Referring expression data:
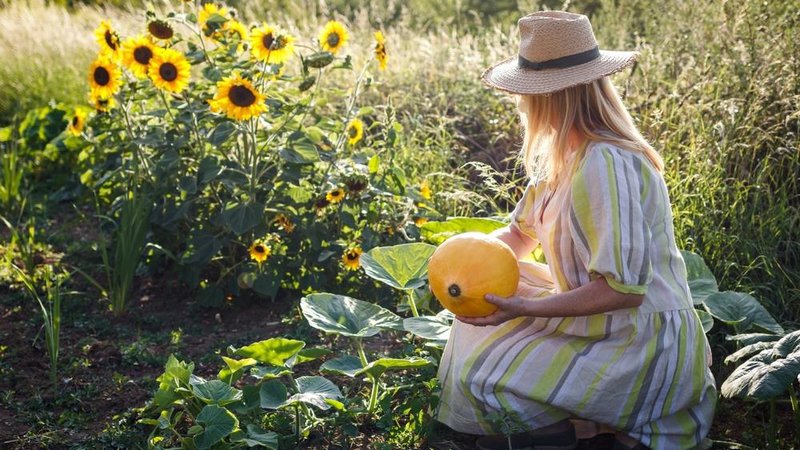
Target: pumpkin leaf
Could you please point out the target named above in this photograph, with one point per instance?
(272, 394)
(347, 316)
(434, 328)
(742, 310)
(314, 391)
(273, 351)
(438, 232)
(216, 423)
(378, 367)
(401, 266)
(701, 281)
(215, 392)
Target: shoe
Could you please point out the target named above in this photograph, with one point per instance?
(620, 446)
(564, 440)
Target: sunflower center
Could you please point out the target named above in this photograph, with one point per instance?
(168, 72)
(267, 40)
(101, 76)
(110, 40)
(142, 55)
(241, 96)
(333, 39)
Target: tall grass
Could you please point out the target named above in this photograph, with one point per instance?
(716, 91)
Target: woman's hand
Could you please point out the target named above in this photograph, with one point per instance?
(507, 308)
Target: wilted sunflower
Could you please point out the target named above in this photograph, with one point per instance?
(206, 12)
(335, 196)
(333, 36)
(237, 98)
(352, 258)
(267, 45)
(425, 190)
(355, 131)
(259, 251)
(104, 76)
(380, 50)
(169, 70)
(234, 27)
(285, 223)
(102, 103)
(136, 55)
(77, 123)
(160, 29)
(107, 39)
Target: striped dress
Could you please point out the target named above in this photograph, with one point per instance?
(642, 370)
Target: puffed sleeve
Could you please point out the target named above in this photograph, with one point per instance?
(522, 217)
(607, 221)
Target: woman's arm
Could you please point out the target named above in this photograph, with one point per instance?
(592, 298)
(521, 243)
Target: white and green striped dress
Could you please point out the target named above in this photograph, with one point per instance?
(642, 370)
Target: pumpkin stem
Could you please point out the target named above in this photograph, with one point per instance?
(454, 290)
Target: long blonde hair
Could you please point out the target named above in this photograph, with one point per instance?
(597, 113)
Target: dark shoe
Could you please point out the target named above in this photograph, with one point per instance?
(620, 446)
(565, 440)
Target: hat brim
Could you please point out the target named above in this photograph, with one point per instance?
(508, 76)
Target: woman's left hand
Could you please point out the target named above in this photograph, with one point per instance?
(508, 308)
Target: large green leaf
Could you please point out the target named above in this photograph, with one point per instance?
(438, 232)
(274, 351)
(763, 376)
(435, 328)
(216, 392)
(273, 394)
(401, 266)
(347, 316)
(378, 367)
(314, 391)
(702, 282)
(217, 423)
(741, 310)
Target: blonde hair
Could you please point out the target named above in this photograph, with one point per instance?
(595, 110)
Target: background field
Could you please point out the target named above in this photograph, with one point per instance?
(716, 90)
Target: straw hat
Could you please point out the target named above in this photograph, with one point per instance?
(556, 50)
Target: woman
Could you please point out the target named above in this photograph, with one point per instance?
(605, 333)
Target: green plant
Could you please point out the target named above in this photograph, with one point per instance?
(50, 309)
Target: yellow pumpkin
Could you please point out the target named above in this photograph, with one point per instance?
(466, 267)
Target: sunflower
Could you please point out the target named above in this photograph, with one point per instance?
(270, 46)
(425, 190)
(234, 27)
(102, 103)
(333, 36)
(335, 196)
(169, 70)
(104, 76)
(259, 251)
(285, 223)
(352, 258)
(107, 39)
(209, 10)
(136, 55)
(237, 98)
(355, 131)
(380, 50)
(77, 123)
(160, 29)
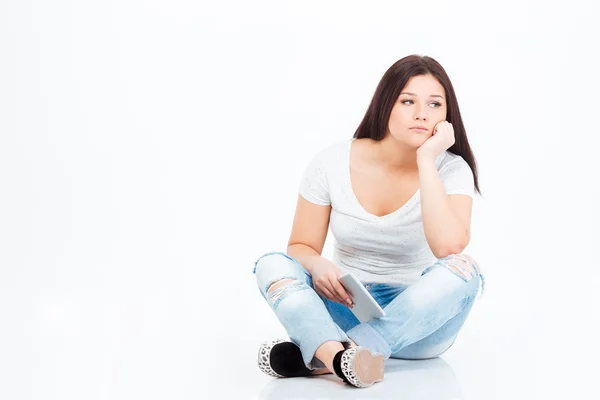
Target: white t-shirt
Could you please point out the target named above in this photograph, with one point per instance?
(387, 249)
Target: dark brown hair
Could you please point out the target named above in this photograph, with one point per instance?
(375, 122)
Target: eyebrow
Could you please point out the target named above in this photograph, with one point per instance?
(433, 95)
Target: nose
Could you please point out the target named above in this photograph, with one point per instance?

_Task to complete:_ Could you copy each line above exactly as written, minus any pictures?

_Task response:_
Target: pumpkin leaf
Could you please point out the target named above in this photograph, with one point per instance?
(272, 394)
(347, 316)
(434, 328)
(742, 310)
(314, 391)
(273, 351)
(438, 232)
(216, 423)
(378, 367)
(401, 266)
(701, 281)
(215, 392)
Target: shoe
Could you please point out the target named above in this photograph, with one point per instance?
(620, 446)
(564, 440)
Target: sunflower center
Could you please point out the target named above in this photograph, with one point per instance?
(168, 72)
(267, 40)
(101, 76)
(110, 40)
(142, 55)
(241, 96)
(333, 39)
Target: tall grass
Could you please point out the target named above in this photograph, with one point per instance?
(716, 91)
Target: woman's hand
Could you please point out the target named above in this photograph, with one point per instance?
(507, 308)
Target: wilted sunflower
Could you please point out the target named above in this photograph, with one point per instance?
(206, 12)
(335, 196)
(333, 36)
(237, 98)
(352, 258)
(267, 45)
(425, 190)
(355, 131)
(259, 251)
(104, 76)
(380, 50)
(169, 70)
(234, 27)
(285, 223)
(102, 103)
(136, 55)
(77, 123)
(160, 29)
(107, 39)
Target: striped dress
Could you please point out the target named above in this photograph, with one point per instance?
(642, 370)
Target: puffed sleeve
Could you please point out the target named above in this photograph, with one point per instance?
(522, 217)
(607, 221)
Target: woman's arm
Could you please point out the target named above in this photograph, with one point per instance?
(592, 298)
(521, 243)
Target: white and green striped dress
Could you please point out the target named above in this photograph, with one point per instance?
(642, 370)
Target: pumpkin stem
Could you please point out the target named above in this photograph, with one point per instance?
(454, 290)
Target: long blonde hair
Could you please point out the target named above in this photograph, with one point per instance?
(597, 113)
Target: dark shoe
Could you please point out the target named above in this photograph, with one point per instance?
(620, 446)
(565, 440)
Target: hat brim
Could you please point out the target named above in this photograph, with one point per instance?
(508, 76)
Target: woman's left hand
Could you please point out the target named above in this photograph, with one point per instance?
(508, 308)
Target: large green leaf
Could you please point out the target named above in this photograph, with one point per instance?
(438, 232)
(274, 351)
(763, 376)
(435, 328)
(216, 392)
(273, 394)
(401, 266)
(347, 316)
(378, 367)
(314, 391)
(702, 282)
(217, 423)
(741, 310)
Target: blonde hair
Could you please point out the target named above in this photograph, with one point per instance?
(595, 110)
Target: background field
Could you please point out the target named above in this photograph, with one point per instance?
(716, 90)
Target: straw hat
Could you please point out the target named above in this photograph, with one point per instance?
(556, 50)
Target: woman
Could you please point out the target named above in this photograph, with one point per instance?
(605, 333)
Target: green plant
Could you please point out the target named above in this photograph, with one point per instance?
(50, 309)
Target: yellow pumpkin
Could you please point out the target named above in this photograph, with one point per instance?
(466, 267)
Target: sunflower
Could you please point out the target named above in this photograph, with one point per instance?
(270, 46)
(425, 190)
(234, 27)
(102, 103)
(333, 36)
(335, 196)
(169, 70)
(104, 76)
(259, 251)
(285, 223)
(352, 258)
(107, 39)
(209, 10)
(136, 55)
(237, 98)
(355, 131)
(380, 50)
(77, 123)
(160, 29)
Target: white t-shirt
Could you please point out the target named above in this photograph, with one point per instance?
(387, 249)
Target: dark brown hair
Could you please point out the target named above in this photograph, with one point per instance?
(375, 122)
Target: eyebrow
Could you please point out the target named above in this photograph, with one point per instance?
(433, 95)
Target: nose
Could you please point out the target named above in this photograph, with one point per instance?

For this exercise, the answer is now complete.